> **Questions on the material**:
A) In the hip resurfacing article, what was the highest world ranking that Christopher "Buster" Mottram reached, and in what year?
B) Repeat the hip resurfacing article word for word, starting with "Then, after a" and going on through "in the game.".
C) Write the next part of the hip resurfacing article, picking up after its last sentence.

(Extract provided)

Will hip resurfacing be a renaissance in ceramic or just another fad?

It worked for Andy Murray, so why isn’t hip resurfacing offered to more people as an alternative to the replacement? Orthopaedic surgeon Steven Cutts explains

Tuesday 25 January 2022 21:30 GMT
Comments
(Getty/The Independent)

All my life, I’ve wanted a British player to win the Wimbledon men’s singles final. When I was very young, I remember Christopher “Buster” Mottram playing. He was England’s number one player who reached 15th in the world in 1983 – but he never won Wimbledon. Instead, for most of my life, usually when it came to the final, a couple of foreign players would stroll on to court and the audience would politely applaud before the pair did battle for the title.

Then, after a 76-year hiatus, Andy Murray made us proud. It looked like we finally had a player in the top four when – quite suddenly – he started to develop hip arthritis. In another age, he might have been forced to give it all up but this was the early 21st century and Murray decided to take his chances on the operating table. Better than that, he asked a prominent London surgeon to give him a “Birmingham Hip Resurfacing”. It worked, and Murray is still in the game.

(End Extract provided)
(Raw data)

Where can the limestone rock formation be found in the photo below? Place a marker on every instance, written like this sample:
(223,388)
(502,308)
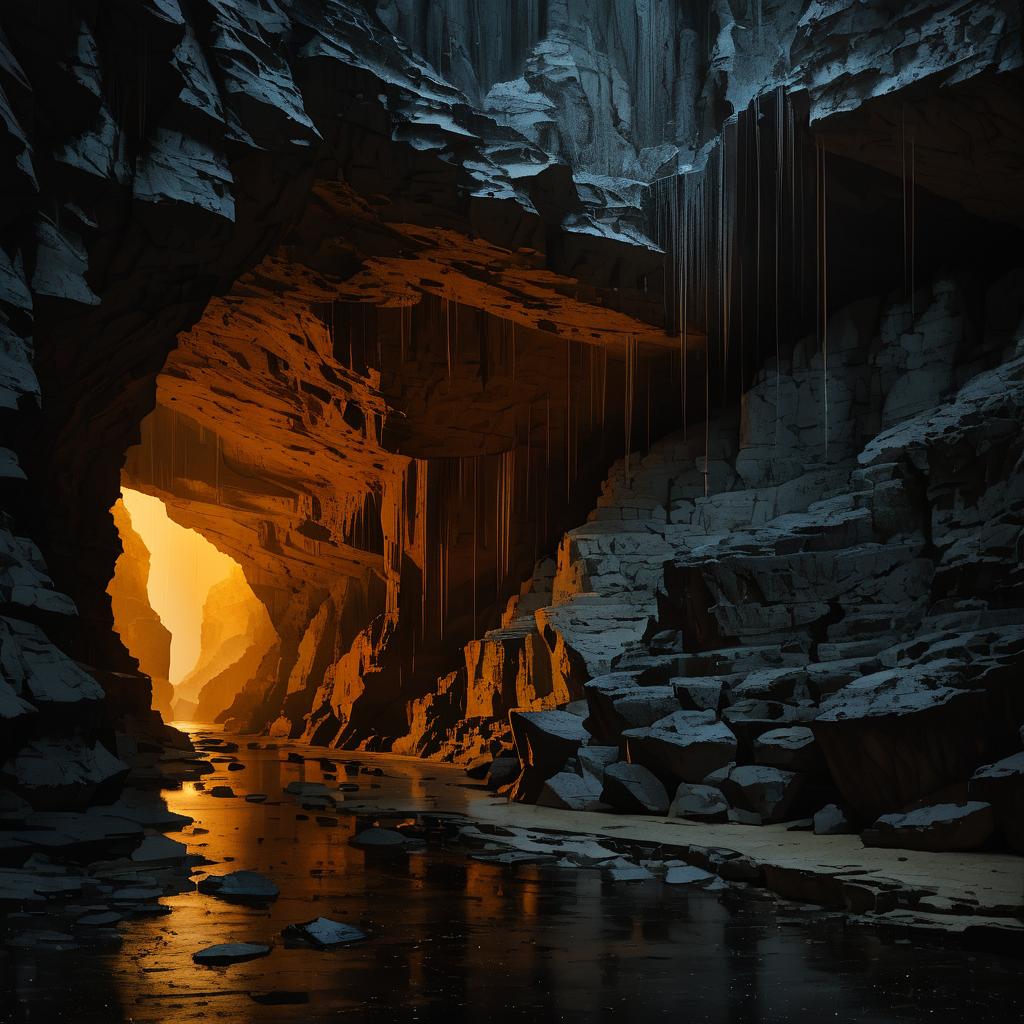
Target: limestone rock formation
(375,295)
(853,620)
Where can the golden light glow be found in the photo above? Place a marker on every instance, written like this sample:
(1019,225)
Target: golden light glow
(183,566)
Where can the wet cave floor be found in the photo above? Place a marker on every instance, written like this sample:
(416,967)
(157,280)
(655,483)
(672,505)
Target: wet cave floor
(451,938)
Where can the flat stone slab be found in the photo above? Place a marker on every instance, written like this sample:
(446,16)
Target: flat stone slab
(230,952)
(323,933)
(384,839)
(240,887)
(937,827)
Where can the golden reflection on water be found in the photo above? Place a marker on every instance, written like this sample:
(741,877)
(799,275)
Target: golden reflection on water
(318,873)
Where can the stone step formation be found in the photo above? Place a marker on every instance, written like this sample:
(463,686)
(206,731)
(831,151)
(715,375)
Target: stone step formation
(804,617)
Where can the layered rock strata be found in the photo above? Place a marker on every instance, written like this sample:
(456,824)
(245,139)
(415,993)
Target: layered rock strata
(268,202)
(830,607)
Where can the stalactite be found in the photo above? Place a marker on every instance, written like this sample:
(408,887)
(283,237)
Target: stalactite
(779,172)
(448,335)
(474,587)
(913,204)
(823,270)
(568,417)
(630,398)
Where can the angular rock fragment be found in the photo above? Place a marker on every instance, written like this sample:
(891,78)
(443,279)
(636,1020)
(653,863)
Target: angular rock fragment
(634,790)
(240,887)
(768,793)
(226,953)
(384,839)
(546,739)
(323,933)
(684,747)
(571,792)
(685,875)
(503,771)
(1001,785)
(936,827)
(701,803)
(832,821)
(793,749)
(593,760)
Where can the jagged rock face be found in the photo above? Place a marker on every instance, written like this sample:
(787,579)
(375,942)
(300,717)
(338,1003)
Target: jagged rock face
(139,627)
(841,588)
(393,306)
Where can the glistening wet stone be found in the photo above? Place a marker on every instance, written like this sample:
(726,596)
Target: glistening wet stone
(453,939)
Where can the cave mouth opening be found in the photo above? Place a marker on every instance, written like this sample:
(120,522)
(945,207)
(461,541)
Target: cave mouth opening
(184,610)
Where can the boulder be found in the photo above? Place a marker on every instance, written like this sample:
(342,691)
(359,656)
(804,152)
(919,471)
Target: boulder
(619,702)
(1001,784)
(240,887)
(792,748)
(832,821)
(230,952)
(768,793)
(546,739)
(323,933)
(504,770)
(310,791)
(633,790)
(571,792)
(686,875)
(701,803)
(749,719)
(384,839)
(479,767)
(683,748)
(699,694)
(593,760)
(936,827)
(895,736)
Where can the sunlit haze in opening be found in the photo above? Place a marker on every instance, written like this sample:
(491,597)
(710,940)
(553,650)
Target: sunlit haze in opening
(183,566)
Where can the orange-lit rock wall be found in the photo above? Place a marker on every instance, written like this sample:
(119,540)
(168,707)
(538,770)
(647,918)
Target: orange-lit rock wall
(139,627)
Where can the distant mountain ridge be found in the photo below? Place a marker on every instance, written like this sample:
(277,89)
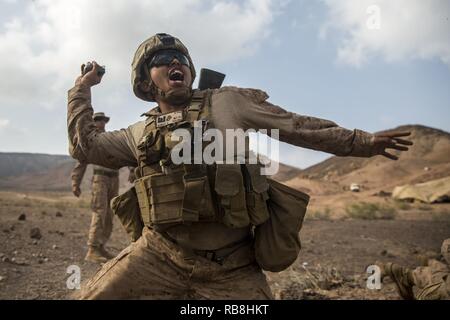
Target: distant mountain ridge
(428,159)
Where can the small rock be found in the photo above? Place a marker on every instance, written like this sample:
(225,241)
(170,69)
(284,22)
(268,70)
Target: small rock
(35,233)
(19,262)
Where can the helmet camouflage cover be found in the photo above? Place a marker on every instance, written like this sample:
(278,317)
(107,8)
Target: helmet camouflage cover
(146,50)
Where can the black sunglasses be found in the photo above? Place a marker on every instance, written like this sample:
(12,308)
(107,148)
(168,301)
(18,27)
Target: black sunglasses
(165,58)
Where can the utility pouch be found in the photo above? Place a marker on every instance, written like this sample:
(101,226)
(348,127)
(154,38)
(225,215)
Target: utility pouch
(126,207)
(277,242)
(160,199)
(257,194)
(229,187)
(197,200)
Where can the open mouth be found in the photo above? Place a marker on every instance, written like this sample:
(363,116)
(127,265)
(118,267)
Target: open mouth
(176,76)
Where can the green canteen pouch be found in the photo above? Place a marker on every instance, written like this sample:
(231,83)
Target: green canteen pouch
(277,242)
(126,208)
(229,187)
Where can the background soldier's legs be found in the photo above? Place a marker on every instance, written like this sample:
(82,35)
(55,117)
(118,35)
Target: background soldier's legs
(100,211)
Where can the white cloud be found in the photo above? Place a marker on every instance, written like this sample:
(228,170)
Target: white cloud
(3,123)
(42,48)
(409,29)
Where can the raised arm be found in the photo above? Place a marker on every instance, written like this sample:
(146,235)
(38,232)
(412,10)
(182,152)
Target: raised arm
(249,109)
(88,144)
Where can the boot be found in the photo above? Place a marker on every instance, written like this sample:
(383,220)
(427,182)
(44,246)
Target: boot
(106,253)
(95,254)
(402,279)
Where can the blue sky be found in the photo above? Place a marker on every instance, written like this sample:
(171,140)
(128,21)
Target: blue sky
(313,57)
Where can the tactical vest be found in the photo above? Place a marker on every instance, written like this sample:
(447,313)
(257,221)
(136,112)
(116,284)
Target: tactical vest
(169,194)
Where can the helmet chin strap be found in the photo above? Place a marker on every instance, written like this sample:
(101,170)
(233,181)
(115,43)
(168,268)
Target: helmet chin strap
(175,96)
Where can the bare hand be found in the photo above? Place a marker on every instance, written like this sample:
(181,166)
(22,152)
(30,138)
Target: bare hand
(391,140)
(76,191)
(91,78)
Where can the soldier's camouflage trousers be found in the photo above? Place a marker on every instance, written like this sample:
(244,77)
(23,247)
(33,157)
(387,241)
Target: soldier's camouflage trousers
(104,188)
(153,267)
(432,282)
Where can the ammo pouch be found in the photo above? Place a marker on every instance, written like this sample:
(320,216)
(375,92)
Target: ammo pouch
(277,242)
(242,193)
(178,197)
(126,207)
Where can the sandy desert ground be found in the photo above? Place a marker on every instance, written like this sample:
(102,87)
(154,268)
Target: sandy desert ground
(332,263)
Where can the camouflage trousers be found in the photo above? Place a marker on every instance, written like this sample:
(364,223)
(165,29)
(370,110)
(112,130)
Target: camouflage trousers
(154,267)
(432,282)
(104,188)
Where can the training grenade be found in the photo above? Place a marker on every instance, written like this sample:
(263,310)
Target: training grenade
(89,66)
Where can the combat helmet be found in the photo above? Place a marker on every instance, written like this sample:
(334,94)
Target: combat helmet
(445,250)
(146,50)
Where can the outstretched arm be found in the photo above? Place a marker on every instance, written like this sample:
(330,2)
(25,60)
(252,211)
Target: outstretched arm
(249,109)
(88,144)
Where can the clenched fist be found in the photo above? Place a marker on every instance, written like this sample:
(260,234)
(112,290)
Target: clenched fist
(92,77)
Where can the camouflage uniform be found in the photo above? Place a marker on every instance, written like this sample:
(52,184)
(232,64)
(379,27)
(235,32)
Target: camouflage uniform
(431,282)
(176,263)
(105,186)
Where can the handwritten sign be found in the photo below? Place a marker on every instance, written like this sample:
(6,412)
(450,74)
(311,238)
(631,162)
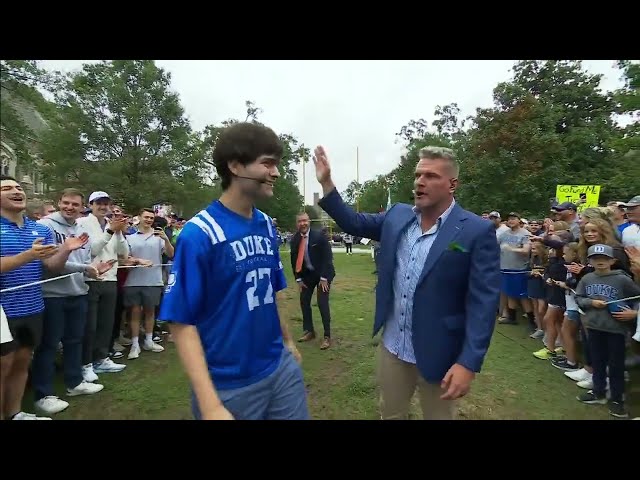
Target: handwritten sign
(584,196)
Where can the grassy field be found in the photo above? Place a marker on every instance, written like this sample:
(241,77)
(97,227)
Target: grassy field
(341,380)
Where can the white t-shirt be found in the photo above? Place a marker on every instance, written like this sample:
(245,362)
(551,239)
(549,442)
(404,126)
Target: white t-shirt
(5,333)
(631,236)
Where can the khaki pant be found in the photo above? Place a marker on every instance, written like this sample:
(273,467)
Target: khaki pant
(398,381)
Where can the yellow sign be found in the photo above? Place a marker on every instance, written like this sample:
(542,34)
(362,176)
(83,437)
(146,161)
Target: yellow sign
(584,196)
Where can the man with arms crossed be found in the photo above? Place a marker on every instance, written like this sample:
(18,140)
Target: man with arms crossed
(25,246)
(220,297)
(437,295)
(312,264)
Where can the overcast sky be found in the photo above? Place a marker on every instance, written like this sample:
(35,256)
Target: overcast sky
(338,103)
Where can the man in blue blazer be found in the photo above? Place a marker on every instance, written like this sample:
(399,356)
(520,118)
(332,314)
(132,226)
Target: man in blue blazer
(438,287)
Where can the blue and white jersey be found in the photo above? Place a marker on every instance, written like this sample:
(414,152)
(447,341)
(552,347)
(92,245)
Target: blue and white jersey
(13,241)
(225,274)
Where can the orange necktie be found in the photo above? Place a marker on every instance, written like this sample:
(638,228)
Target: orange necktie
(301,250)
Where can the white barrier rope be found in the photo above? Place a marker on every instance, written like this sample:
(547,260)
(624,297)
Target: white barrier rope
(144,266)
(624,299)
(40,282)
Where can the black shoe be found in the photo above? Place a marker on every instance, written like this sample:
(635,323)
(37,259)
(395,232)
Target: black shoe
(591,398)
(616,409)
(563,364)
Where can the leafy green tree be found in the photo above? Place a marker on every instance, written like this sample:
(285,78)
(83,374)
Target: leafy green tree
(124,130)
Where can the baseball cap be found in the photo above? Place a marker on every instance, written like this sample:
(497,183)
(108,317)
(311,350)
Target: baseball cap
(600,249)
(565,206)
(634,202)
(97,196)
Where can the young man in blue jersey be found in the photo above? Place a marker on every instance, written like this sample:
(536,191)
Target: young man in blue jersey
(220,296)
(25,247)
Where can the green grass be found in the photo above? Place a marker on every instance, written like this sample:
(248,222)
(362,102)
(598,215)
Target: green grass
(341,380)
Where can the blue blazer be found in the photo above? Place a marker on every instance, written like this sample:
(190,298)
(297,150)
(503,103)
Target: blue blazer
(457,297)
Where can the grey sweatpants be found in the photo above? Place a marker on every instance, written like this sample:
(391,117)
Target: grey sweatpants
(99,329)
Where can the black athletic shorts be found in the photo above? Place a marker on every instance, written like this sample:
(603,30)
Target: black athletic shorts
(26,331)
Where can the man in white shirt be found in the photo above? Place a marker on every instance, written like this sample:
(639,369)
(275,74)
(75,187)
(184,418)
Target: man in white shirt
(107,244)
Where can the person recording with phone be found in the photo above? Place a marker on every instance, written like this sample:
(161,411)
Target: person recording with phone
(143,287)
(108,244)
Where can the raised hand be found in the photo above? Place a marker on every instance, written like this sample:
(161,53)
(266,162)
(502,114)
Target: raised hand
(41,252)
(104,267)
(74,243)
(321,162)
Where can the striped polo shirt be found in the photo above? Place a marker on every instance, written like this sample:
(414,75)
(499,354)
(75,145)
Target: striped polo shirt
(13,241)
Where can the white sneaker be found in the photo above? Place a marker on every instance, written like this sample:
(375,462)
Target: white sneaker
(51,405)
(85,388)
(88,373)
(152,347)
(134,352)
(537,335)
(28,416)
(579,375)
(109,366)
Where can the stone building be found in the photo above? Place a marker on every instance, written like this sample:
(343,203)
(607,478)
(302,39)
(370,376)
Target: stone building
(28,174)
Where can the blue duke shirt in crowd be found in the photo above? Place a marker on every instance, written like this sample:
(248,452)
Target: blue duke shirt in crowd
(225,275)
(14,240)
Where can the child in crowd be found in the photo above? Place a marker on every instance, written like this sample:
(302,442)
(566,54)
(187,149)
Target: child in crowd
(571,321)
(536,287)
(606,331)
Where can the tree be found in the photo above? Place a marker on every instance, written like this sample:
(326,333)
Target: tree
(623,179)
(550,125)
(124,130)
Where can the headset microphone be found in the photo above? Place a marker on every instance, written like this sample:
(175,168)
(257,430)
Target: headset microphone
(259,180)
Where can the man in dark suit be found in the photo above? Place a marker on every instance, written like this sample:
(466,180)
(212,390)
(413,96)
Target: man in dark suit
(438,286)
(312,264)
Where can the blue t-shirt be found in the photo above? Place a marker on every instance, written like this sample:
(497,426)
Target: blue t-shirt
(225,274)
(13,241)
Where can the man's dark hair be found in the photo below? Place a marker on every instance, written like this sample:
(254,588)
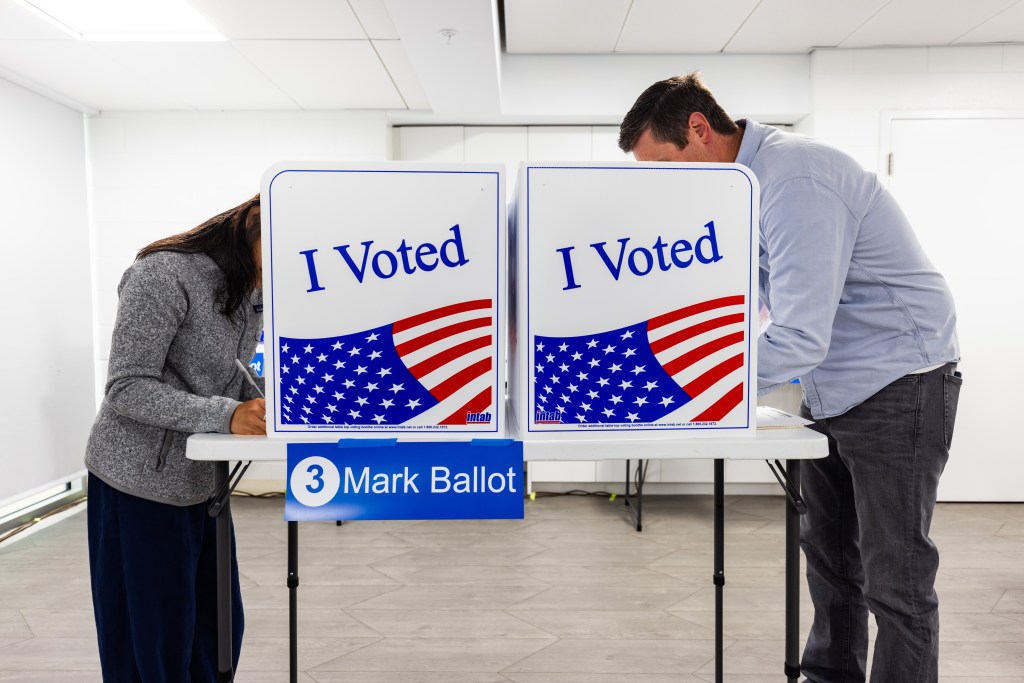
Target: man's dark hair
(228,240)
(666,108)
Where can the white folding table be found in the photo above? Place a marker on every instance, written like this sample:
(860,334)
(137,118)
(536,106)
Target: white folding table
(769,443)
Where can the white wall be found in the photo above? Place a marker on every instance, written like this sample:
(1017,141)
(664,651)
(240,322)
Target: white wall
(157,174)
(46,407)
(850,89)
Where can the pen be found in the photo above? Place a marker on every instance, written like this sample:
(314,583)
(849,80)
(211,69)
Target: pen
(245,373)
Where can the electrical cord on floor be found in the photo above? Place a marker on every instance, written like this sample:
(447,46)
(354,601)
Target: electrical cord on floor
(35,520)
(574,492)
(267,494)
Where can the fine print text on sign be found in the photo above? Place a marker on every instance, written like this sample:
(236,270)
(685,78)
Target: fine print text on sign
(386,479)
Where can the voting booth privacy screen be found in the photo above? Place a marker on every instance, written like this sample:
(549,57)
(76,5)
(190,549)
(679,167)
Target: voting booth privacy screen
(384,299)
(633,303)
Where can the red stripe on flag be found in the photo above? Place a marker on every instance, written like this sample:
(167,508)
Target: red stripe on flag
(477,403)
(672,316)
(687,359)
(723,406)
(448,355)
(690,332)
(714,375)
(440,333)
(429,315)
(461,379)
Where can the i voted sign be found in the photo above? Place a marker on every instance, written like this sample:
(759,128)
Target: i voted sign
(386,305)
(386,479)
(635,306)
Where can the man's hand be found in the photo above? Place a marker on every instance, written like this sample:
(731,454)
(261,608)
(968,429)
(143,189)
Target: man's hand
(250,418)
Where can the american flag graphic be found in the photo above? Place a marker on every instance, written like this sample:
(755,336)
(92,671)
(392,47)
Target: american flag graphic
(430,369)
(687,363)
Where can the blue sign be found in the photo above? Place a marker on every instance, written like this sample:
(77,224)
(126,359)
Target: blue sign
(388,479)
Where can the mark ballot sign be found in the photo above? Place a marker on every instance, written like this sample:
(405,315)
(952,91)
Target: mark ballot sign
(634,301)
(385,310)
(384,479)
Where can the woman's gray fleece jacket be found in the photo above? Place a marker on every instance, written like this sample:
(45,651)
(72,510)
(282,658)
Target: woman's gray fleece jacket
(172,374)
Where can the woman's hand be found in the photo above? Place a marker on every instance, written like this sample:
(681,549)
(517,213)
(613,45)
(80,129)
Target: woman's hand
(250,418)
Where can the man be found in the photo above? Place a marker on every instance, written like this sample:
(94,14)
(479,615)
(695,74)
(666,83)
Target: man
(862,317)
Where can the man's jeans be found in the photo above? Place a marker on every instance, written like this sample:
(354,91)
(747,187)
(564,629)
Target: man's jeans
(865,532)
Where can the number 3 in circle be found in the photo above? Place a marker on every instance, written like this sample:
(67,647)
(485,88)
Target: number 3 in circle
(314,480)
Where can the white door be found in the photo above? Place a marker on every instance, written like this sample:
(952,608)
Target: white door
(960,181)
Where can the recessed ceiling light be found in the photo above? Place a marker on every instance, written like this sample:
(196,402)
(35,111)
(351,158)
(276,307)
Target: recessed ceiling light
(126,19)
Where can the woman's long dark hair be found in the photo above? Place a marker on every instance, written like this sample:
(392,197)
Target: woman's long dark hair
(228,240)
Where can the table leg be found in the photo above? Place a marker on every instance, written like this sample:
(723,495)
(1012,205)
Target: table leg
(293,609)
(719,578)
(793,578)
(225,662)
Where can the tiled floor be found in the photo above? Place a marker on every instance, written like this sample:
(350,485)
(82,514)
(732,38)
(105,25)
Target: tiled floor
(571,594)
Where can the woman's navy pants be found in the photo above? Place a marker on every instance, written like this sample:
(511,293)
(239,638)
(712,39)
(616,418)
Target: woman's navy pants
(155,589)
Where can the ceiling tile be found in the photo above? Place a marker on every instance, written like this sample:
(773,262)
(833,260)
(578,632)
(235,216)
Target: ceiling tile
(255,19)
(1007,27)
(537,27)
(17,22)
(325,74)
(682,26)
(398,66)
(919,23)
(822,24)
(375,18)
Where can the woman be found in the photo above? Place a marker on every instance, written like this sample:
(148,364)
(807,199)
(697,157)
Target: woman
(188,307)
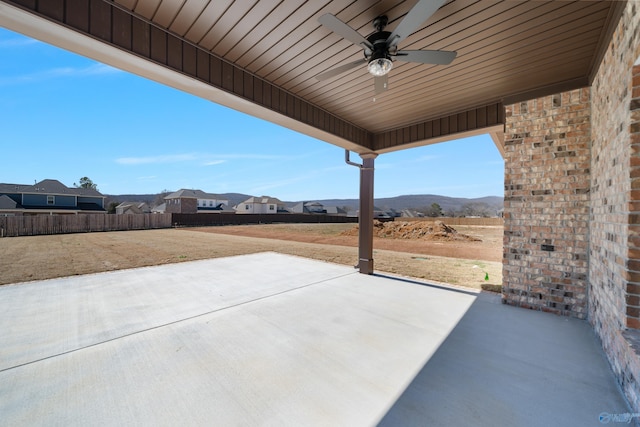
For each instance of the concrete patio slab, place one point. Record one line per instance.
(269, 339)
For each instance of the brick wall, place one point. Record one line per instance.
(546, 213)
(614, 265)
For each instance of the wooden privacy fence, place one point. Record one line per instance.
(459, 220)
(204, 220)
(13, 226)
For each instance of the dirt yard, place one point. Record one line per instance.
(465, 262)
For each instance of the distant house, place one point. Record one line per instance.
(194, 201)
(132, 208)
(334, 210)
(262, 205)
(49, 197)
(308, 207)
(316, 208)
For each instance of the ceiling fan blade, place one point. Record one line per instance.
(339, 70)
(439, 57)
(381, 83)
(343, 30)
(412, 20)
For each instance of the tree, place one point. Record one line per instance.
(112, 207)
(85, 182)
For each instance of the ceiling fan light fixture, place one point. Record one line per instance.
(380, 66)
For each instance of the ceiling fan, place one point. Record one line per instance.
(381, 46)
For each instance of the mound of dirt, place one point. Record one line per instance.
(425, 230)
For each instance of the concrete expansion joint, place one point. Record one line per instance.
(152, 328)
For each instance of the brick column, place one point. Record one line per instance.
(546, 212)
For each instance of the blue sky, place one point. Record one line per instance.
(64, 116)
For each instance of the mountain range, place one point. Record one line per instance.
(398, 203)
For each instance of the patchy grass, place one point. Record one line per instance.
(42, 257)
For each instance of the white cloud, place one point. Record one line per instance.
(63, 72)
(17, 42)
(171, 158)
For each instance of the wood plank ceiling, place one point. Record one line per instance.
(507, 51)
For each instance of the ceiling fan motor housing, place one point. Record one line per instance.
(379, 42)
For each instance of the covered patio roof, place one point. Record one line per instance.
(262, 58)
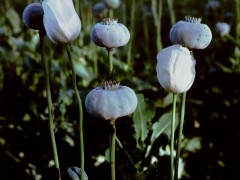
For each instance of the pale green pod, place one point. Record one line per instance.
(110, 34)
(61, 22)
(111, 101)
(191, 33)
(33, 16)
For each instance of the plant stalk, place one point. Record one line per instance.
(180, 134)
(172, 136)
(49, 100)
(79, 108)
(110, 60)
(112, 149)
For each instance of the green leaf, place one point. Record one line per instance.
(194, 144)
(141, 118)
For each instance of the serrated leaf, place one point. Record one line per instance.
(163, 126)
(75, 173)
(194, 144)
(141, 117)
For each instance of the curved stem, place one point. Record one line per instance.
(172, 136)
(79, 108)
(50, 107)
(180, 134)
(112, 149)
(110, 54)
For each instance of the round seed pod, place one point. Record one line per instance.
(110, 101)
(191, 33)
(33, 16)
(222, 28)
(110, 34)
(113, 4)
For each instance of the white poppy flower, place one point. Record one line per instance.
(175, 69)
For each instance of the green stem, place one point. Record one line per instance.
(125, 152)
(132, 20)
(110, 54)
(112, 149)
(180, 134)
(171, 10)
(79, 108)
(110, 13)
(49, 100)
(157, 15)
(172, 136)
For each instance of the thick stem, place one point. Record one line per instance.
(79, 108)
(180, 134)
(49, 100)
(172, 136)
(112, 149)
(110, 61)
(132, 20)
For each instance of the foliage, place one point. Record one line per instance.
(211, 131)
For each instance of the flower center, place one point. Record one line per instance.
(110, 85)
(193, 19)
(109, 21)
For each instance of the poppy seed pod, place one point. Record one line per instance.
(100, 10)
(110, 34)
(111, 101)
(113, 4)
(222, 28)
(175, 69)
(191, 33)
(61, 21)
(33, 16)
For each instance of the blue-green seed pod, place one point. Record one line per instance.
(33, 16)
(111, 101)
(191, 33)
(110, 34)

(End Raw data)

> **Written answers**:
A) He reached 15th in the world in 1983.

B)
Then, after a 76-year hiatus, Andy Murray made us proud. It looked like we finally had a player in the top four when – quite suddenly – he started to develop hip arthritis. In another age, he might have been forced to give it all up but this was the early 21st century and Murray decided to take his chances on the operating table. Better than that, he asked a prominent London surgeon to give him a “Birmingham Hip Resurfacing”. It worked, and Murray is still in the game.

C)
Is he still going to be grateful in 10 years’ time? Well, maybe that’s a question for another day, but it does illustrate what kind of result can be achieved – albeit in a performance athlete – using the hip resurfacing concept, and, incredibly, hip resurfacing as we know it today was actually pioneered in this country. So how then can the world of orthopaedics offer this same technology to a broader spectrum of patients?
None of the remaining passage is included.